**Task instructions:**
Make a numbered list of the lines from the first line of the rows through the line containing "[[[257,0],[216,0],[216,179],[258,179]]]", both ends included. Skip blank lines and leave the pictures out of your answer.

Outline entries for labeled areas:
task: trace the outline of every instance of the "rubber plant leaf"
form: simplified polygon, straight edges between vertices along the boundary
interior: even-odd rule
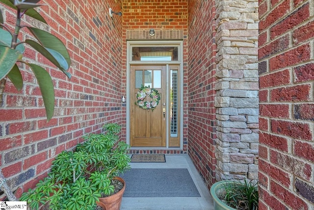
[[[2,12],[0,10],[0,23],[2,25],[3,24],[3,16],[2,15]],[[2,25],[0,25],[0,29],[2,29]]]
[[[17,9],[16,6],[14,5],[14,0],[0,0],[0,2],[2,2],[4,4],[15,10],[17,10]],[[44,18],[34,9],[31,8],[27,9],[26,12],[25,12],[25,14],[36,20],[42,22],[46,24],[47,24],[47,23],[45,20],[45,19],[44,19]]]
[[[5,30],[2,29],[0,29],[0,45],[4,46],[11,47],[11,43],[12,42],[12,35],[9,31]],[[18,39],[18,42],[20,42],[19,39]],[[20,44],[16,46],[16,49],[22,54],[24,53],[25,48],[23,44]]]
[[[45,48],[37,42],[30,39],[26,40],[25,43],[30,45],[62,71],[65,72],[69,68],[68,63],[65,59],[58,52],[51,49]]]
[[[41,4],[36,3],[27,2],[26,1],[20,1],[15,0],[14,2],[14,5],[17,8],[21,9],[21,10],[26,10],[29,9],[32,9],[33,8],[37,7],[38,6],[42,6],[45,4]]]
[[[29,26],[27,27],[43,46],[59,52],[65,59],[68,66],[70,67],[71,65],[70,55],[64,44],[58,37],[41,29]]]
[[[33,63],[27,63],[34,73],[39,86],[45,104],[47,122],[53,116],[54,111],[54,90],[49,73],[42,67]]]
[[[23,87],[23,78],[18,65],[15,64],[8,74],[8,77],[13,84],[15,88],[20,91]]]
[[[0,45],[0,80],[6,76],[22,57],[18,51]]]

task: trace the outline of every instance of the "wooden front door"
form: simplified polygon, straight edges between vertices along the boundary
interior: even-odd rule
[[[130,73],[130,145],[166,147],[166,65],[131,65]],[[142,85],[156,89],[160,95],[153,111],[135,104]],[[144,100],[150,100],[149,96]]]

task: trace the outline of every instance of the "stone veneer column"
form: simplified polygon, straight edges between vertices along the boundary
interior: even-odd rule
[[[257,0],[216,0],[216,179],[258,179]]]

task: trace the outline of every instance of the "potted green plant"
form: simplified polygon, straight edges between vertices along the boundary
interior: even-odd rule
[[[259,208],[258,182],[253,180],[222,180],[210,187],[215,210],[257,210]]]
[[[0,104],[2,103],[3,94],[7,80],[9,79],[16,89],[20,91],[23,88],[23,72],[28,66],[39,86],[45,105],[47,121],[53,116],[54,109],[54,90],[49,73],[37,64],[30,63],[24,59],[26,45],[32,48],[55,65],[69,79],[71,74],[67,71],[71,64],[69,53],[61,41],[55,36],[41,29],[30,26],[22,21],[27,15],[47,24],[45,19],[34,8],[44,4],[37,3],[40,0],[0,0],[1,5],[7,6],[16,11],[16,19],[6,20],[0,10]],[[3,7],[4,8],[4,7]],[[6,20],[6,21],[5,21]],[[14,26],[8,23],[13,23]],[[11,23],[12,24],[12,23]],[[11,30],[13,27],[13,30]],[[31,38],[20,40],[21,32],[28,31]],[[31,35],[30,35],[31,34]],[[22,65],[23,64],[23,65]],[[5,182],[5,179],[0,168],[0,188],[10,201],[17,200]]]
[[[93,210],[96,205],[119,210],[125,183],[117,177],[130,168],[129,146],[124,142],[116,143],[120,125],[107,123],[103,127],[105,134],[85,135],[85,141],[78,145],[75,151],[59,154],[47,177],[35,189],[23,193],[21,200],[36,210],[47,202],[49,209],[53,210]],[[115,194],[117,185],[122,189]],[[116,194],[120,198],[112,199]],[[104,204],[102,197],[118,203]]]

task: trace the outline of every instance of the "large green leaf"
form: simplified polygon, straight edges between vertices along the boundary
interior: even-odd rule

**Written response:**
1. task: trace the outline of every instance of the "rubber plant leaf"
2. form: simplified polygon, straight edges between vertices along the boundary
3. interior: even-odd rule
4. [[[2,12],[0,10],[0,23],[2,25],[3,24],[3,16],[2,15]],[[2,25],[0,25],[0,29],[2,29]]]
5. [[[17,9],[16,6],[14,5],[14,0],[0,0],[0,2],[2,2],[4,4],[15,10],[17,10]],[[44,18],[34,9],[31,8],[27,9],[26,12],[25,12],[25,14],[36,20],[42,22],[46,24],[47,24],[47,23],[45,20],[45,19],[44,19]]]
6. [[[5,30],[2,29],[0,29],[0,45],[4,46],[11,47],[11,43],[12,42],[12,35],[9,31]],[[18,39],[18,42],[20,42],[19,39]],[[20,44],[16,46],[16,49],[22,54],[24,53],[25,48],[23,44]]]
7. [[[45,48],[37,42],[30,39],[26,40],[25,43],[30,45],[62,71],[65,72],[69,68],[68,63],[65,59],[58,52],[51,49]]]
8. [[[41,4],[36,3],[27,2],[26,1],[20,1],[15,0],[14,2],[14,5],[17,8],[21,9],[21,10],[26,10],[29,9],[32,9],[33,8],[37,7],[38,6],[42,6],[45,4]]]
9. [[[29,26],[27,27],[43,46],[59,52],[65,59],[68,66],[70,67],[71,65],[70,55],[64,44],[58,37],[41,29]]]
10. [[[33,63],[27,63],[34,73],[39,86],[45,104],[47,122],[53,116],[54,111],[54,90],[49,73],[42,67]]]
11. [[[23,87],[23,78],[18,65],[15,64],[8,74],[8,77],[13,84],[15,88],[20,91]]]
12. [[[0,45],[0,80],[6,76],[22,57],[18,51]]]
13. task: trace the outline of every instance of the "wooden front door"
14. form: simplified polygon, straight edges between vertices along the boundary
15. interior: even-odd rule
16. [[[130,73],[130,145],[166,147],[166,65],[131,65]],[[142,85],[156,89],[160,95],[153,111],[135,104]],[[144,100],[150,100],[149,96]]]
17. task: trace the outline of every instance of the "stone veneer column"
18. form: simplified polygon, straight edges between vertices along the boundary
19. interior: even-odd rule
20. [[[257,0],[216,0],[216,179],[258,179]]]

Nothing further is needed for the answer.